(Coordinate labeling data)
+===+

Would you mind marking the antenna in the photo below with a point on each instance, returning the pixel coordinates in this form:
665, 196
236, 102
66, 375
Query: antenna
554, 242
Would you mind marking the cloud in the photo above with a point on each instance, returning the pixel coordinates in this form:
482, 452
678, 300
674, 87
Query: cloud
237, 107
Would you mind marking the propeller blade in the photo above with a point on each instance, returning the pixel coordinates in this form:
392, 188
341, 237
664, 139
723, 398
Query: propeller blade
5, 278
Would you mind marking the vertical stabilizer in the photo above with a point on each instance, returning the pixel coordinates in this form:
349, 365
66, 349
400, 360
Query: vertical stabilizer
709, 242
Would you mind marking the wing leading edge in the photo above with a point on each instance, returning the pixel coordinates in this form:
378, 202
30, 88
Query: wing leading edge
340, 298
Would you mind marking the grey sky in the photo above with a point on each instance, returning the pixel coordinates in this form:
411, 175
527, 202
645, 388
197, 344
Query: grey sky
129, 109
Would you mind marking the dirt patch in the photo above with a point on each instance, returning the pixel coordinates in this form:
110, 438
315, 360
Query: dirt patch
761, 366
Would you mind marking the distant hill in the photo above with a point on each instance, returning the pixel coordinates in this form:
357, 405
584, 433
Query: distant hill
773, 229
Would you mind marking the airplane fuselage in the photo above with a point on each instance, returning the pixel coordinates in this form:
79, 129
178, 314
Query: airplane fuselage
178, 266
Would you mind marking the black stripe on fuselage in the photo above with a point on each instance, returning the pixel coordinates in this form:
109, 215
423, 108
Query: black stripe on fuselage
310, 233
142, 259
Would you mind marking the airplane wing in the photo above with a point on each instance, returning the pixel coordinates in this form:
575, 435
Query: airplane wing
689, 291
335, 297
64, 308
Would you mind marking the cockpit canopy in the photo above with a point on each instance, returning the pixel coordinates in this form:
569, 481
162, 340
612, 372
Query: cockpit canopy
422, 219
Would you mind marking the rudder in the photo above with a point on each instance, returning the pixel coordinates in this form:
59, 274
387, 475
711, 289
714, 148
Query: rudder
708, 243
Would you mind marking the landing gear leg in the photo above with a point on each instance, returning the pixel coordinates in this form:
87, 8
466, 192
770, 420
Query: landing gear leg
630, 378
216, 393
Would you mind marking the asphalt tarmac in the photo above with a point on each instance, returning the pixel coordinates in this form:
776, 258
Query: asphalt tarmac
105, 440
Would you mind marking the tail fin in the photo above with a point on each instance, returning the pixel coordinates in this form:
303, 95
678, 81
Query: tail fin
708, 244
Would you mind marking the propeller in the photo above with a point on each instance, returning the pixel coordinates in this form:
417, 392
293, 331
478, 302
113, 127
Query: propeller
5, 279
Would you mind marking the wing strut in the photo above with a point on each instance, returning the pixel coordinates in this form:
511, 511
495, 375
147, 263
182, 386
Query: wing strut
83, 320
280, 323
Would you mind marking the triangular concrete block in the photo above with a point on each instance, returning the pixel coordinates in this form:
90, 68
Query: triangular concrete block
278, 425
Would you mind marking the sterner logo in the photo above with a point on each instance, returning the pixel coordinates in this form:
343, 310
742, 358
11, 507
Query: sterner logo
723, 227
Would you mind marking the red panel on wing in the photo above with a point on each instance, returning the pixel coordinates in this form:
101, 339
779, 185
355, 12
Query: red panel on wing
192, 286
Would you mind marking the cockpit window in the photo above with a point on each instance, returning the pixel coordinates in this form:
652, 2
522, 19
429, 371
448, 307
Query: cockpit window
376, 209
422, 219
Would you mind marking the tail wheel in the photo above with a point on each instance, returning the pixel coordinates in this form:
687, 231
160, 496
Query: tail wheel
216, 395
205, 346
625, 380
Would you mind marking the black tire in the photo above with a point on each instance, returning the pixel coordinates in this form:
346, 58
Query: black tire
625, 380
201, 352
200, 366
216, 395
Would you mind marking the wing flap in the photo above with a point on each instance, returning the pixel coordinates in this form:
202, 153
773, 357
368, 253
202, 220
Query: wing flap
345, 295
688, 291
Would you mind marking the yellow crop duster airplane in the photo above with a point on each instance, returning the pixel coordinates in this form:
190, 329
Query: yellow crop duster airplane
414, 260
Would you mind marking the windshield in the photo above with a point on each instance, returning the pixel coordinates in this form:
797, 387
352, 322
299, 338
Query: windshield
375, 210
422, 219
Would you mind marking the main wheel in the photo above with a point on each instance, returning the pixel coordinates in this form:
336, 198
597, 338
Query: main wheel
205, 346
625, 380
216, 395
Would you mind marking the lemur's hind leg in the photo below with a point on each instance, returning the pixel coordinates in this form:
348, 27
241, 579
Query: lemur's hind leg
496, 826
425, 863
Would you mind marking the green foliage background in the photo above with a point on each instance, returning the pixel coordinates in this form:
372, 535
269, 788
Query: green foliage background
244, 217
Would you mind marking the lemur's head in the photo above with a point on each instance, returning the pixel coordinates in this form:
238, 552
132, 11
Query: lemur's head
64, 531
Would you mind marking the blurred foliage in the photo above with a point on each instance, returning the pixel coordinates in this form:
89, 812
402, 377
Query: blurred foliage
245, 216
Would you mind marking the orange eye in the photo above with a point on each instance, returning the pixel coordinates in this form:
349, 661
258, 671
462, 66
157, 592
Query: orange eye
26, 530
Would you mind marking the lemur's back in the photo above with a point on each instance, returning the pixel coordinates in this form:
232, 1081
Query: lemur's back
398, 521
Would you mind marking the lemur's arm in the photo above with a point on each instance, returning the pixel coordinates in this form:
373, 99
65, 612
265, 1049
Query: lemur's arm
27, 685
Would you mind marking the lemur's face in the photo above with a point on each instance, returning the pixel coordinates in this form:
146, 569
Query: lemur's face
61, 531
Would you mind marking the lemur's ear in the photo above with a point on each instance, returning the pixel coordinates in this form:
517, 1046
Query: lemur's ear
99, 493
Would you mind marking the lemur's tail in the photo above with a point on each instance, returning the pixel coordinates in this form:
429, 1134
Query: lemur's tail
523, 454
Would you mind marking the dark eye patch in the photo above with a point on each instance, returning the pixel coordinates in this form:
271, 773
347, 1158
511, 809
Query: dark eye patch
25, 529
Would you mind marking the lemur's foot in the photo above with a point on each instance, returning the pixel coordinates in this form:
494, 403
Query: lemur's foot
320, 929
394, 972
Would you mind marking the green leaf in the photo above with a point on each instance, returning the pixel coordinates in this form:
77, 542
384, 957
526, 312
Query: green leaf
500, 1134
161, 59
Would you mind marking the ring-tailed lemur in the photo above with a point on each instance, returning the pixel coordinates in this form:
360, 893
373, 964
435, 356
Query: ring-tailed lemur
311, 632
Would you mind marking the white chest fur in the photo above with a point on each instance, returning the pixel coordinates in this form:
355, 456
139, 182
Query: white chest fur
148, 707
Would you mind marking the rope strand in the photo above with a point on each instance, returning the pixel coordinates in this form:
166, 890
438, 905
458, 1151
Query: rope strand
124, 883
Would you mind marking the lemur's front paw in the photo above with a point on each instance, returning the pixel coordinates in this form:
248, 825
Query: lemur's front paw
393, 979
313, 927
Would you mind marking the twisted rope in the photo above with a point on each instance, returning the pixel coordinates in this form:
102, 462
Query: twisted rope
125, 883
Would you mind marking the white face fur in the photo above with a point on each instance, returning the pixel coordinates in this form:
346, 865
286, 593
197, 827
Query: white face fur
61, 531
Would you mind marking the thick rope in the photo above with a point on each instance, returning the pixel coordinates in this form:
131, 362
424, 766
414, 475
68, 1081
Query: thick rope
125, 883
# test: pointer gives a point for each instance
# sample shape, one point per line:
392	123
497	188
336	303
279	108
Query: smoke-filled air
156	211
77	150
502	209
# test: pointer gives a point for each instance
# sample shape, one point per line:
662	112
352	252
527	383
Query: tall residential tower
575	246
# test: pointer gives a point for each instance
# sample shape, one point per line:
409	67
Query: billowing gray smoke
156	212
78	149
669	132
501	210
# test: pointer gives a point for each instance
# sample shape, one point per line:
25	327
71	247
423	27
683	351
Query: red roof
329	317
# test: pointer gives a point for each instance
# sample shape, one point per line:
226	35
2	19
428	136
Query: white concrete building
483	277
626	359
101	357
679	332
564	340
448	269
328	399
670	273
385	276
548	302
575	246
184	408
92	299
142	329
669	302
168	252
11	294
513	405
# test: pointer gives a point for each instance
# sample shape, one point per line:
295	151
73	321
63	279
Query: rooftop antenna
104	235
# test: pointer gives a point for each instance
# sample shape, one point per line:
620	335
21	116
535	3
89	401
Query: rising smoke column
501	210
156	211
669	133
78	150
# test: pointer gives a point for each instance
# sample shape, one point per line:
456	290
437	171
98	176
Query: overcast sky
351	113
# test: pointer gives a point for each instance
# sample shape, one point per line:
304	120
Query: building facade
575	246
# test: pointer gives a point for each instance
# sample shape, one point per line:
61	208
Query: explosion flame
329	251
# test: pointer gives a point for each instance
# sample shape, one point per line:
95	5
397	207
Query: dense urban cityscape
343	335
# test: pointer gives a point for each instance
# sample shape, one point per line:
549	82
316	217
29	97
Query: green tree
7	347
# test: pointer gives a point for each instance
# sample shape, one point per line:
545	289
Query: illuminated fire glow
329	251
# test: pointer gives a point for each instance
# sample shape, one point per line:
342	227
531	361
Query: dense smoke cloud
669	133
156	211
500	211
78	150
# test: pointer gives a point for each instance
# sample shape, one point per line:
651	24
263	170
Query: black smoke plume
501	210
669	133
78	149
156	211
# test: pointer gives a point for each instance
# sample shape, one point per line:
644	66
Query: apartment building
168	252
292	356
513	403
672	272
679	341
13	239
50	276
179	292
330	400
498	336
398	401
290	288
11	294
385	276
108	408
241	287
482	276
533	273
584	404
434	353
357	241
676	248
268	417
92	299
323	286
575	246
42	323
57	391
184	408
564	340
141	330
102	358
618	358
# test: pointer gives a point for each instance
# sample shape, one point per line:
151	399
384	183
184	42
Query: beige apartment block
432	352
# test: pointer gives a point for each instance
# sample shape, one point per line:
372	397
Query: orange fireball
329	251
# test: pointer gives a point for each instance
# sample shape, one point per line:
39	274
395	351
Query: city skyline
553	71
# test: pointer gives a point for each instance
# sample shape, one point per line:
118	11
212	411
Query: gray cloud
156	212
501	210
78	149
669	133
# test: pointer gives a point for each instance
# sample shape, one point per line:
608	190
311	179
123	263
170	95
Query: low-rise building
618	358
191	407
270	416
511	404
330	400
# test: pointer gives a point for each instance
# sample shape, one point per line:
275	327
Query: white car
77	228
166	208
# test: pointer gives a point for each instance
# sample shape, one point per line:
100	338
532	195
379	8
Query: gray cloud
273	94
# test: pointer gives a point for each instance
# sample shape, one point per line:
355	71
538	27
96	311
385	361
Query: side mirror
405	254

+===+

# EXERCISE
Please locate every line in the rows above that contains the string "green" and copy each one. Case counts.

# THE ANSWER
Would you mind marking the green foliage background in the photo above with a point on each instance, returning the pixel coordinates in this form:
Query: green foliage background
Would you mind marking the green leaf in the photo above with a point on each instance, returning the pixel coordinates in this form:
Query: green leaf
Query: green tree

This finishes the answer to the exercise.